The lines to extract begin at the one containing "the black sneaker" and run to the end of the listing; set them down exactly and alone.

— START Input for this task —

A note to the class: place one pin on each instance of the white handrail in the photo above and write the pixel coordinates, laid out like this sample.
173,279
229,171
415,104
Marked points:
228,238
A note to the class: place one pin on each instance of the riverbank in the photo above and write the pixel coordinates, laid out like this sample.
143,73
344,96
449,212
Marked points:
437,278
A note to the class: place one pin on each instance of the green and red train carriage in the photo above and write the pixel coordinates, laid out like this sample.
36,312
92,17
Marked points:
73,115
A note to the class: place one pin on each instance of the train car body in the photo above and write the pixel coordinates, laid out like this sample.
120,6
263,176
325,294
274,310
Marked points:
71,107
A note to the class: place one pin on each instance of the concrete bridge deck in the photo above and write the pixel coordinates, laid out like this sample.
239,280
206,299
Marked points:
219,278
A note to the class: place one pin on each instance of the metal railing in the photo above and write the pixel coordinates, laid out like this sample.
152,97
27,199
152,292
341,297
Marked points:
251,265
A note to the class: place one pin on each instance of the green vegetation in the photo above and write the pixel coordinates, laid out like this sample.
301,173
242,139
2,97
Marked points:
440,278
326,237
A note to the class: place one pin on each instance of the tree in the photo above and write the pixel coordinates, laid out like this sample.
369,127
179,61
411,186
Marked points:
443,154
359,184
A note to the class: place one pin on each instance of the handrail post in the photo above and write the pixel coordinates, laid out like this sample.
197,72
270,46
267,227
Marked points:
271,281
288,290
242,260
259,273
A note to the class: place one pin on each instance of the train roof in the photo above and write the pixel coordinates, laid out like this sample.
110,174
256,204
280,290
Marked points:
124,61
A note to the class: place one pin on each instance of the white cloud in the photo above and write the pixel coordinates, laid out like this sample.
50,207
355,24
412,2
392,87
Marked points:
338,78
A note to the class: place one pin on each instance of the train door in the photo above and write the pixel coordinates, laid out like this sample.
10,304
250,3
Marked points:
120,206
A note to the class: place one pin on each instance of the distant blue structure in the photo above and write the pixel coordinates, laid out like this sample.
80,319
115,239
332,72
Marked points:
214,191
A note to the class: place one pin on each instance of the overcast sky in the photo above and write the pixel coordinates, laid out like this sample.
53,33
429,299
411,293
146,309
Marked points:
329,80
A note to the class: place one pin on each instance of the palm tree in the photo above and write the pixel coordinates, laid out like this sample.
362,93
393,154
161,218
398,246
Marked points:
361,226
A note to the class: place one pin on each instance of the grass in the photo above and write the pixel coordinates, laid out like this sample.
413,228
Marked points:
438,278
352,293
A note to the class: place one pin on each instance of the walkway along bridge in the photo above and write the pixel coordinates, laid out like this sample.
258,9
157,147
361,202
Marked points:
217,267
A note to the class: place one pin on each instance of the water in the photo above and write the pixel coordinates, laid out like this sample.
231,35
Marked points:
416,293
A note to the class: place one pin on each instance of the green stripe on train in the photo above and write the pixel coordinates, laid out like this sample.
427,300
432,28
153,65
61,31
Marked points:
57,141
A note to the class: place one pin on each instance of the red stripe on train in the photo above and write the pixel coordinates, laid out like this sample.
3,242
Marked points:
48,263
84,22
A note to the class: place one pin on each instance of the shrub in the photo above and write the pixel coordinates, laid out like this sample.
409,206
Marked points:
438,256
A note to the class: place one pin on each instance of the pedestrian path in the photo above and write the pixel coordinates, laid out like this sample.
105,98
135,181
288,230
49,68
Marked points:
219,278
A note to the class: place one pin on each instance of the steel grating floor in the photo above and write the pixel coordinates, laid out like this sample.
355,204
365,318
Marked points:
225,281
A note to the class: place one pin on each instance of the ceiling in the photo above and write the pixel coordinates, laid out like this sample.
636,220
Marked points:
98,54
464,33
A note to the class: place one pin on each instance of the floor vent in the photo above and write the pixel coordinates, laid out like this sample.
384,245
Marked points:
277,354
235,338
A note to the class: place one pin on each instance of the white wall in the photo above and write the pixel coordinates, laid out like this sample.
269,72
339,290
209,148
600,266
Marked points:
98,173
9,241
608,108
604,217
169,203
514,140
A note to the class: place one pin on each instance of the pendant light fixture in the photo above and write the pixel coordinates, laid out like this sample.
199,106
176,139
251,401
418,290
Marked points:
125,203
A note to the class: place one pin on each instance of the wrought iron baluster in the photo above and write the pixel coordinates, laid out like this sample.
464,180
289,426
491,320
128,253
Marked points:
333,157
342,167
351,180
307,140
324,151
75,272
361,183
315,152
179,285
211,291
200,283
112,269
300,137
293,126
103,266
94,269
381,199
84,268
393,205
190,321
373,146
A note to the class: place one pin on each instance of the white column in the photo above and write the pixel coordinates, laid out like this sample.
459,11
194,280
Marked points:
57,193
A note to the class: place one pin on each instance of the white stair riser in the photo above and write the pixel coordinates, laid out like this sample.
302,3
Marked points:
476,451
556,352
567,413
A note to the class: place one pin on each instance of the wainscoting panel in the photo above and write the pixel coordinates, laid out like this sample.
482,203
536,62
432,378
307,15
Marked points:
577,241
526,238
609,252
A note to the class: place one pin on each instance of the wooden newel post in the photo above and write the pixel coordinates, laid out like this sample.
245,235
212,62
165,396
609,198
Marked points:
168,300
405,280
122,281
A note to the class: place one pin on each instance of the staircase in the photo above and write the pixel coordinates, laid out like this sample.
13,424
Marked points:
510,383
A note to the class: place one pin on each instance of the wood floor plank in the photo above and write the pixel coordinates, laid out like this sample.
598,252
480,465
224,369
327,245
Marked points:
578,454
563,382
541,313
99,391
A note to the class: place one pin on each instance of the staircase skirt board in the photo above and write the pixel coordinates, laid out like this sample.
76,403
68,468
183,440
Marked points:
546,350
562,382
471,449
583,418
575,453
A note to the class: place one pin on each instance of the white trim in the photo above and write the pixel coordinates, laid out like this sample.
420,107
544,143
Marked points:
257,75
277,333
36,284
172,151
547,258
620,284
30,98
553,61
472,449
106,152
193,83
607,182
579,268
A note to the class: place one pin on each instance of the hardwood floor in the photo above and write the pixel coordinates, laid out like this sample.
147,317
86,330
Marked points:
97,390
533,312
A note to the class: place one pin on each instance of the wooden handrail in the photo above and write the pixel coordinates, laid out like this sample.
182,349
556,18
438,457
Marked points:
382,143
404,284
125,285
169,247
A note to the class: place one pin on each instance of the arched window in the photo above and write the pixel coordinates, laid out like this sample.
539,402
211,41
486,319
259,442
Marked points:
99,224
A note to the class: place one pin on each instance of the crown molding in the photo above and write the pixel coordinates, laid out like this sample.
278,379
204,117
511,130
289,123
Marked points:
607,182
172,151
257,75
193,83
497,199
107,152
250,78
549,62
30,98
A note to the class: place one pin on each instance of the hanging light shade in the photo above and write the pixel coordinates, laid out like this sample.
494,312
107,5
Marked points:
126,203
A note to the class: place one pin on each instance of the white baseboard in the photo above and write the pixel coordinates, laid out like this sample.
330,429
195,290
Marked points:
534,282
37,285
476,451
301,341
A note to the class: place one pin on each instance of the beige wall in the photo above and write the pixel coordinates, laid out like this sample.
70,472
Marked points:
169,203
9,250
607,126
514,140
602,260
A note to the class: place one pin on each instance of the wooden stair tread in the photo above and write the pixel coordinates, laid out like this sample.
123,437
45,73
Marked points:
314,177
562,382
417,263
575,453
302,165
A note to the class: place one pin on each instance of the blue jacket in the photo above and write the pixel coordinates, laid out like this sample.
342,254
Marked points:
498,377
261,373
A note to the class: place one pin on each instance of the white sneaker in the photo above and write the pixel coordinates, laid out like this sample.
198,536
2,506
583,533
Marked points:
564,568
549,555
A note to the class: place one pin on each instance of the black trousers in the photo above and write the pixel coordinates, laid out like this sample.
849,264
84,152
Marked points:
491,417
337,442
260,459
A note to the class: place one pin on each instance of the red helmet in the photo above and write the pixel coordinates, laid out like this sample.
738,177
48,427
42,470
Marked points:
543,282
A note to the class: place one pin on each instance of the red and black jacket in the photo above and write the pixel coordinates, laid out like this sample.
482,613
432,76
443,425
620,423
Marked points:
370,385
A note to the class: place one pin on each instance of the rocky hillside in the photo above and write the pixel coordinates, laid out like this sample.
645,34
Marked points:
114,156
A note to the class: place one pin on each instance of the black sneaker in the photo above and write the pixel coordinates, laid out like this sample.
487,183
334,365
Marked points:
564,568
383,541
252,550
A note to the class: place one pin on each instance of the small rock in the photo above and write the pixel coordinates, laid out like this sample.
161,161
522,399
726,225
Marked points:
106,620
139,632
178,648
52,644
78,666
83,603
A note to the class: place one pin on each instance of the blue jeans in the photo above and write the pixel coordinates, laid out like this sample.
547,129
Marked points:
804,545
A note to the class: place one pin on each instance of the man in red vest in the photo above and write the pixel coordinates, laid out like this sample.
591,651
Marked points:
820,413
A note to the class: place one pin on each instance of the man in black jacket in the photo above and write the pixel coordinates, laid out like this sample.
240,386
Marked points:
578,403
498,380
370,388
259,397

— END Input for this task —

▸ Answer to the problem
A note to the class: place one pin on each instance of the black sneaker in the photo above and write the pixel coordinates, laid out like this sample.
487,183
334,365
Marked points:
564,568
383,541
252,550
A note to the class: place one pin on each instance of the small rock in the photo above and write the pixel coordinates, laid out like this sample.
161,161
522,399
726,225
Marked points:
106,620
139,632
178,648
52,644
78,666
83,603
A note to the class: place one pin on each instance of the blue jeans in the photo above and write the pixel coordinates, laid out like this sample.
547,129
Marked points:
804,545
A note to the class: place one pin on each instance of the man in red vest in the photo above and write the pixel coordinates, laid out like this sample.
591,651
Marked points:
820,413
A note to the class: place one pin on each instance of the man in black jacket in the photo above and write the pixel coordinates, laid out like this sample.
240,386
Marked points:
578,403
498,380
370,388
259,397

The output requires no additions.